── Provided entries
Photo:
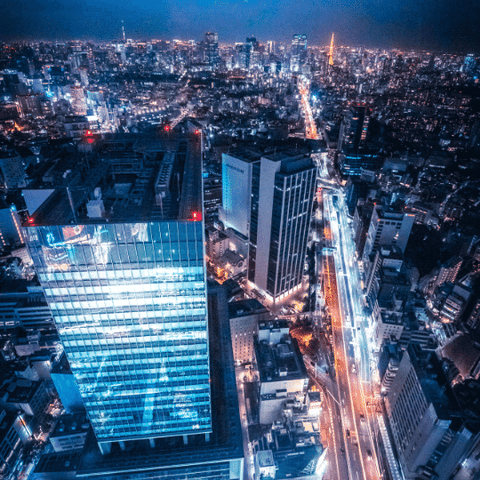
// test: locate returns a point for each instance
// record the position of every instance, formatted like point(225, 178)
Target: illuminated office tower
point(120, 256)
point(298, 52)
point(211, 49)
point(237, 167)
point(282, 193)
point(330, 52)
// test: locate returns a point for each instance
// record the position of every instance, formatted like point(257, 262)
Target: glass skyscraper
point(127, 288)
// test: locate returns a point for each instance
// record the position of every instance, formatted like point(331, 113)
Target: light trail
point(310, 126)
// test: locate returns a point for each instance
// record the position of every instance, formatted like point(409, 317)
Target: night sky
point(441, 25)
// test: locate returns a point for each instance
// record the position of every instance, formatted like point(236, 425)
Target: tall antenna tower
point(330, 55)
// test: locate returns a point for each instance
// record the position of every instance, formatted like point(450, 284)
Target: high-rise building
point(283, 189)
point(388, 227)
point(121, 259)
point(353, 131)
point(251, 50)
point(430, 435)
point(11, 233)
point(211, 49)
point(79, 103)
point(237, 167)
point(298, 52)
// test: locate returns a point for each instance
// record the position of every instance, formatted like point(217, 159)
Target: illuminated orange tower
point(330, 55)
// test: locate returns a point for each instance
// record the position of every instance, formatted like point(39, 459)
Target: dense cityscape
point(238, 261)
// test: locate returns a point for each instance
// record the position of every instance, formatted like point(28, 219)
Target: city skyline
point(383, 24)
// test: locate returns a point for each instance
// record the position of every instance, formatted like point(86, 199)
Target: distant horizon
point(431, 25)
point(232, 42)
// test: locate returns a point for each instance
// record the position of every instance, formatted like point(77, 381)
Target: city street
point(347, 409)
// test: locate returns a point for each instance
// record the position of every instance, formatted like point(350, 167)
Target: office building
point(11, 234)
point(14, 434)
point(386, 257)
point(283, 376)
point(430, 435)
point(211, 49)
point(298, 52)
point(388, 227)
point(218, 456)
point(283, 189)
point(66, 386)
point(237, 168)
point(121, 259)
point(449, 271)
point(245, 316)
point(12, 170)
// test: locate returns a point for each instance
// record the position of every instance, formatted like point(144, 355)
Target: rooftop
point(243, 308)
point(279, 362)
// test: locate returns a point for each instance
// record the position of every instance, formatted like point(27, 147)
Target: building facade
point(283, 189)
point(128, 296)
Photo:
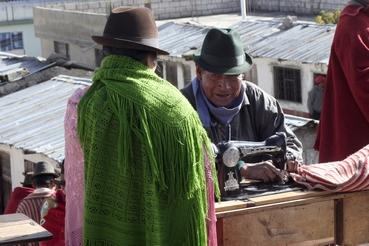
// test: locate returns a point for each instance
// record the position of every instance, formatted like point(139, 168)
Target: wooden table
point(295, 218)
point(18, 228)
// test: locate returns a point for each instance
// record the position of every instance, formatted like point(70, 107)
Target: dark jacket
point(259, 118)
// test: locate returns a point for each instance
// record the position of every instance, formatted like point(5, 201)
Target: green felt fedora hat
point(222, 53)
point(44, 168)
point(131, 28)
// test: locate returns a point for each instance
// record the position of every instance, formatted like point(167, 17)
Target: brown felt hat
point(131, 28)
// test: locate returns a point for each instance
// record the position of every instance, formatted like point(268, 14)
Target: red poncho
point(16, 197)
point(344, 122)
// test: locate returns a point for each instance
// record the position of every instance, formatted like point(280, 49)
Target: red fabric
point(16, 197)
point(351, 174)
point(344, 122)
point(55, 222)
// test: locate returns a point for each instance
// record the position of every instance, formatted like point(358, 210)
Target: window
point(11, 41)
point(287, 84)
point(61, 48)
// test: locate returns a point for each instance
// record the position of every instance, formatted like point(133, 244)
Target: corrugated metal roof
point(32, 64)
point(309, 43)
point(179, 39)
point(33, 119)
point(304, 42)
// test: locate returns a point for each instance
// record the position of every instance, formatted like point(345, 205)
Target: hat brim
point(127, 44)
point(53, 174)
point(234, 70)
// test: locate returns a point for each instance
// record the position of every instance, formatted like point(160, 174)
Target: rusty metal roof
point(32, 119)
point(304, 41)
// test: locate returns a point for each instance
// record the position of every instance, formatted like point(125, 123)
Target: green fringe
point(148, 117)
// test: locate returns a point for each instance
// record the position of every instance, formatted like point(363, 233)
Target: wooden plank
point(232, 205)
point(308, 224)
point(287, 196)
point(356, 218)
point(17, 228)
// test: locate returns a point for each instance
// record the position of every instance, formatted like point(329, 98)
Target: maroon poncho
point(344, 123)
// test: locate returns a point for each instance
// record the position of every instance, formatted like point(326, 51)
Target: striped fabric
point(31, 204)
point(351, 174)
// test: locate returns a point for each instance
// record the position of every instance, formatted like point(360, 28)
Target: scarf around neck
point(363, 3)
point(144, 160)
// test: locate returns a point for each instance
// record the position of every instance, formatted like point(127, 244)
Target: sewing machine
point(230, 153)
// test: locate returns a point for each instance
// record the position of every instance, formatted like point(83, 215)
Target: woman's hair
point(138, 55)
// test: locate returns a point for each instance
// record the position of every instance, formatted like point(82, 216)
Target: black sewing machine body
point(231, 152)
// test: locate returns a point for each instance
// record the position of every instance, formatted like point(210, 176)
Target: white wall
point(266, 80)
point(31, 44)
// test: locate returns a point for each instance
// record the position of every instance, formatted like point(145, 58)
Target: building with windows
point(288, 54)
point(287, 57)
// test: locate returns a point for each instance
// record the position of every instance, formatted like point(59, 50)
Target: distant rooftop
point(32, 119)
point(303, 41)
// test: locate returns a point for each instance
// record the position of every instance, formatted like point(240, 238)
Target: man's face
point(220, 89)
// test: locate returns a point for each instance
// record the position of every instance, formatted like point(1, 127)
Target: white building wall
point(266, 79)
point(31, 44)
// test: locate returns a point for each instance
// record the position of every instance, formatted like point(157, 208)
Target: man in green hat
point(231, 108)
point(143, 144)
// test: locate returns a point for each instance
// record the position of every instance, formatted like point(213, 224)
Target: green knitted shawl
point(144, 149)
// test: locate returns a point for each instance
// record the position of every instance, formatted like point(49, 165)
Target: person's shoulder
point(171, 106)
point(258, 97)
point(254, 90)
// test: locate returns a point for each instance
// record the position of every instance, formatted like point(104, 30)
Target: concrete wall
point(31, 44)
point(309, 7)
point(60, 25)
point(163, 9)
point(266, 81)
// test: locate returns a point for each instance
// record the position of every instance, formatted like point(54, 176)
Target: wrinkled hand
point(292, 165)
point(264, 170)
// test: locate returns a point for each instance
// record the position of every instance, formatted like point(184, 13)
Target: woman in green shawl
point(144, 145)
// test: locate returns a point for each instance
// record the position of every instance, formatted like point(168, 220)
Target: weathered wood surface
point(295, 218)
point(18, 228)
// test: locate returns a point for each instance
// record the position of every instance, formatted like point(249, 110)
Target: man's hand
point(292, 166)
point(264, 170)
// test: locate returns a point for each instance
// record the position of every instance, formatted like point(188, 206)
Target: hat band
────
#### Task details:
Quote all the lines above exactly as given. Do not include the pictures.

#### Written solution:
Photo:
// test: locate returns a point for each instance
// record the position of every instance, formatted like point(225, 178)
Target: illuminated office tower
point(120, 256)
point(298, 52)
point(211, 49)
point(237, 167)
point(282, 193)
point(330, 52)
// test: locate returns a point for each instance
// record the position of every instance, formatted like point(257, 262)
Target: glass skyscraper
point(127, 288)
// test: locate returns a point for each instance
// record the position of every instance, formatted like point(331, 113)
Target: light trail
point(310, 126)
// test: locate returns a point for each instance
// record the position of every instance, formatted like point(409, 317)
Target: night sky
point(441, 25)
// test: locate returns a point for each instance
// record the position of every instance, formatted like point(236, 425)
Target: tall antenna tower
point(330, 55)
// test: locate returns a point for each instance
// record the position of every instance, formatted like point(450, 284)
Target: high-rise building
point(283, 189)
point(388, 227)
point(121, 259)
point(353, 131)
point(251, 50)
point(430, 435)
point(11, 233)
point(211, 49)
point(79, 103)
point(237, 167)
point(298, 52)
// test: locate returns a point for each instance
// record the position of every instance, formatted like point(217, 159)
Target: illuminated orange tower
point(330, 55)
// test: locate returns a point for each instance
// record the position of every instance, formatted like point(39, 459)
Target: dense cityscape
point(238, 261)
// test: locate returns a point for each instance
// record the position of every instance, formatted like point(28, 219)
Target: city skyline
point(383, 24)
// test: locate returns a point for each instance
// record the position of every instance, formatted like point(86, 199)
Target: distant horizon
point(431, 25)
point(232, 42)
// test: locate returns a point for each instance
// record the position of every instance, formatted like point(77, 381)
Target: city street
point(347, 409)
// test: locate returns a point for each instance
// record the position of every instance, formatted like point(350, 167)
Target: office building
point(11, 234)
point(14, 434)
point(386, 257)
point(283, 376)
point(430, 435)
point(211, 49)
point(298, 52)
point(388, 227)
point(218, 456)
point(283, 189)
point(66, 386)
point(237, 168)
point(121, 259)
point(449, 271)
point(245, 316)
point(12, 170)
// test: locate returns a point for each instance
// record the position of every instance, formatted like point(144, 355)
Target: rooftop
point(243, 308)
point(279, 362)
// test: locate returns a point for each instance
// record the position of every instance, formatted like point(27, 147)
Target: building facade
point(283, 189)
point(128, 296)
Photo:
// test: locate returns a point for each instance
// record the position of every instance, formatted like point(139, 168)
Target: wooden table
point(295, 218)
point(18, 228)
// test: locate returns a point for each instance
// record the position of every instance, formatted like point(70, 107)
Target: dark jacket
point(259, 118)
// test: locate returns a point for each instance
// record the position of every instance, formatted like point(5, 201)
Target: green felt fedora hat
point(222, 53)
point(44, 168)
point(131, 28)
// test: locate returns a point for each instance
// record the position of every instance, formatted like point(167, 17)
Target: brown felt hat
point(131, 28)
// test: locate returns a point for each instance
// record the position of every instance, formatted like point(268, 14)
Target: red poncho
point(16, 197)
point(344, 122)
// test: locate returns a point for each instance
// record the position of every instance, formatted like point(280, 49)
Target: red fabric
point(16, 197)
point(351, 174)
point(344, 122)
point(55, 222)
// test: locate returns a point for each instance
// record the position of every instance, formatted like point(358, 210)
Target: window
point(11, 41)
point(287, 84)
point(61, 48)
// test: locate returns a point for each instance
// record the position of every instance, formatted like point(133, 244)
Target: corrugated metal roof
point(32, 64)
point(309, 43)
point(179, 39)
point(33, 119)
point(304, 42)
// test: locate returns a point for each instance
// record the position of every instance, formatted like point(345, 205)
Target: hat brim
point(127, 44)
point(53, 174)
point(234, 70)
// test: locate returns a point for each instance
// record the position of every instance, formatted like point(160, 174)
Target: rusty metal roof
point(32, 119)
point(304, 41)
// test: locate returns a point for each instance
// record the position of every instance, formatted like point(125, 123)
Target: green fringe
point(148, 117)
// test: locate returns a point for each instance
// record the position of every instance, formatted like point(363, 233)
Target: wooden plank
point(232, 205)
point(308, 224)
point(287, 196)
point(356, 218)
point(17, 228)
// test: locate returns a point for each instance
// record the position of every instance, formatted like point(329, 98)
Target: maroon poncho
point(344, 123)
// test: locate returns a point for each instance
// record the position of every instance, formatted like point(326, 51)
Target: striped fabric
point(31, 204)
point(351, 174)
// test: locate returns a point for each instance
// record the position of every instance, formatted like point(360, 28)
Target: scarf around neck
point(363, 3)
point(144, 160)
// test: locate returns a point for each instance
// record the position of every instance, formatted like point(127, 244)
Target: sewing machine
point(230, 153)
// test: locate returns a point for each instance
// record the position of every instance, formatted like point(83, 215)
Target: woman's hair
point(138, 55)
// test: locate returns a point for each instance
// record the position of every instance, formatted like point(82, 216)
Target: black sewing machine body
point(231, 152)
// test: locate returns a point for each instance
// record the position of every instance, formatted like point(210, 176)
Target: white wall
point(266, 80)
point(31, 44)
// test: locate returns a point for each instance
// record the position of every instance, formatted like point(145, 58)
Target: building with windows
point(288, 54)
point(287, 57)
// test: locate returns a point for each instance
// record the position of every instance, formatted like point(59, 50)
Target: distant rooftop
point(32, 119)
point(303, 41)
// test: locate returns a point for each instance
// record the position of every instance, formatted like point(240, 238)
Target: man's face
point(220, 89)
// test: locate returns a point for each instance
// record the position of every instance, formatted like point(1, 127)
Target: white building wall
point(266, 79)
point(31, 44)
// test: locate returns a point for each instance
// record the position of every instance, formatted like point(157, 208)
Target: man in green hat
point(231, 108)
point(143, 144)
// test: locate returns a point for each instance
// record the position of every instance, formatted like point(213, 224)
Target: green knitted shawl
point(144, 149)
// test: locate returns a point for each instance
// record the position of every instance, formatted like point(49, 165)
Target: person's shoulder
point(171, 106)
point(258, 97)
point(254, 90)
// test: locate returns a point for each instance
// record the position of every instance, formatted like point(104, 30)
Target: concrete wall
point(31, 44)
point(309, 7)
point(60, 25)
point(163, 9)
point(266, 81)
// test: locate returns a point for each instance
// record the position of every instance, formatted like point(54, 176)
Target: wrinkled hand
point(292, 165)
point(264, 170)
// test: locate returns a point for each instance
// record the position of every instance, formatted like point(184, 13)
Target: woman in green shawl
point(144, 145)
// test: locate returns a point for each instance
// record the position of every instance, formatted like point(168, 220)
Target: weathered wood surface
point(295, 218)
point(18, 228)
// test: locate returns a point for each instance
// record the position of every instance, formatted like point(249, 110)
Target: man's hand
point(292, 166)
point(264, 170)
// test: locate returns a point for each instance
// record the position of every instance, formatted like point(188, 206)
Target: hat band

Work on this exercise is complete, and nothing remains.